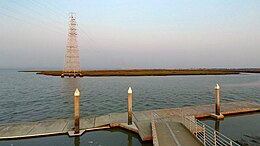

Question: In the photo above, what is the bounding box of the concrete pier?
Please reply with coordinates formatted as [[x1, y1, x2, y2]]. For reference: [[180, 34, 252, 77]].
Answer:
[[0, 101, 260, 141]]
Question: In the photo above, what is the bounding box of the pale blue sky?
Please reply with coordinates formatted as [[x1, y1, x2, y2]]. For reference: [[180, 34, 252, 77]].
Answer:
[[0, 0, 260, 69]]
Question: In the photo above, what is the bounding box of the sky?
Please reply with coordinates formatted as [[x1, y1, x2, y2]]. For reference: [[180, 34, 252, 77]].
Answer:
[[0, 0, 260, 69]]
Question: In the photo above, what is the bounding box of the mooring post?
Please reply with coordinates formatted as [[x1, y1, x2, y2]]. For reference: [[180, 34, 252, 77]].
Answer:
[[74, 89, 80, 134], [128, 87, 133, 125], [215, 84, 220, 115]]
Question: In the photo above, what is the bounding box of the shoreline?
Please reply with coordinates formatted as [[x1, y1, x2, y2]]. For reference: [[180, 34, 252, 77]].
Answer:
[[18, 69, 260, 77]]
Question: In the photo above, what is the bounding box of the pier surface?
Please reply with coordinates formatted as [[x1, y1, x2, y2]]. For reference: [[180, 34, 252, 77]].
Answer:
[[0, 101, 260, 143]]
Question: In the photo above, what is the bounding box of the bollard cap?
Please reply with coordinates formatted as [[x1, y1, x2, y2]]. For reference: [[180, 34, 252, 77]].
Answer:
[[74, 88, 80, 96], [128, 87, 133, 94], [215, 84, 220, 90]]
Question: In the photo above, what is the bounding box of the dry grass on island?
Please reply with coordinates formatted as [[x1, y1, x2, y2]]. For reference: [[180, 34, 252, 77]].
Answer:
[[19, 69, 260, 77]]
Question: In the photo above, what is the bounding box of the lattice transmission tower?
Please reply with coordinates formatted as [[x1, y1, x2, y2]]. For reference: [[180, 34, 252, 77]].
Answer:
[[61, 13, 82, 77]]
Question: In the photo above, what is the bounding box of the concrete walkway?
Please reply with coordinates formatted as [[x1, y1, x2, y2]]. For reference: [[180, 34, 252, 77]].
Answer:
[[0, 102, 260, 141]]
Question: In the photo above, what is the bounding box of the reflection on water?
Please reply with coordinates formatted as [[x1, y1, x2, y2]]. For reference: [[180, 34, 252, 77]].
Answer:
[[0, 128, 152, 146]]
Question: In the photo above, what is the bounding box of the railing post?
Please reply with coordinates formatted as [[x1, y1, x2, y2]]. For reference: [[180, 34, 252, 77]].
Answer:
[[203, 124, 206, 145], [195, 119, 198, 137], [128, 87, 133, 125], [189, 119, 192, 132], [74, 89, 80, 134], [214, 130, 217, 146], [215, 84, 220, 115]]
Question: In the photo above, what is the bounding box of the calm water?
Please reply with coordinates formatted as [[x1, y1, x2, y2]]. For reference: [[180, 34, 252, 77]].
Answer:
[[0, 70, 260, 145]]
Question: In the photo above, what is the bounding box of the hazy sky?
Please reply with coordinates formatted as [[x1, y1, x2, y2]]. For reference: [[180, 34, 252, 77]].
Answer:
[[0, 0, 260, 69]]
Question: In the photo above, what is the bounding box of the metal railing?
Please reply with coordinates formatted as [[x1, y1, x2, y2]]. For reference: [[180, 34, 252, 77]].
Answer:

What the task requires: The lines to reproduce run from the one that contains "the concrete walkway?" through the last line above; copy them exactly.

The output:
Question: In the photo above, what is the bounding box of the concrete walkway?
Please reply with coordinates formatted as [[x1, y1, x2, y2]]. For reference: [[180, 34, 252, 77]].
Answer:
[[0, 102, 260, 141]]
Question: In the photo above, what is the bounding box of the reflection on water?
Please reply with coordinates formatted as [[x1, y1, x2, y2]]. For reference: [[180, 34, 252, 77]].
Answer:
[[0, 128, 152, 146]]
Question: In the photo above, what is the bounding box of the railing post?
Please reply with coordinates formatted as [[x1, y1, x2, y2]]. For reference: [[180, 34, 252, 77]].
Answer:
[[203, 124, 206, 145], [195, 119, 198, 137], [128, 87, 133, 125], [189, 119, 192, 132], [74, 89, 80, 134], [214, 130, 217, 146], [215, 84, 220, 115]]
Question: In the photo above, what is the bounding box of the calm water?
Please reply with coordinates formatted as [[x1, y1, x2, y2]]. For reference: [[180, 34, 252, 77]].
Answer:
[[0, 70, 260, 145]]
Question: In the photo above, what is the bounding box of the hazy sky?
Please reply with coordinates formatted as [[x1, y1, x2, y2]]. For reference: [[180, 34, 252, 77]].
Answer:
[[0, 0, 260, 69]]
Question: In the photo above, what is the bounding box of the metal railing?
Please reply with coordinates formatted as [[x1, y1, x2, y2]]. For reference: [[180, 34, 252, 77]].
Answer:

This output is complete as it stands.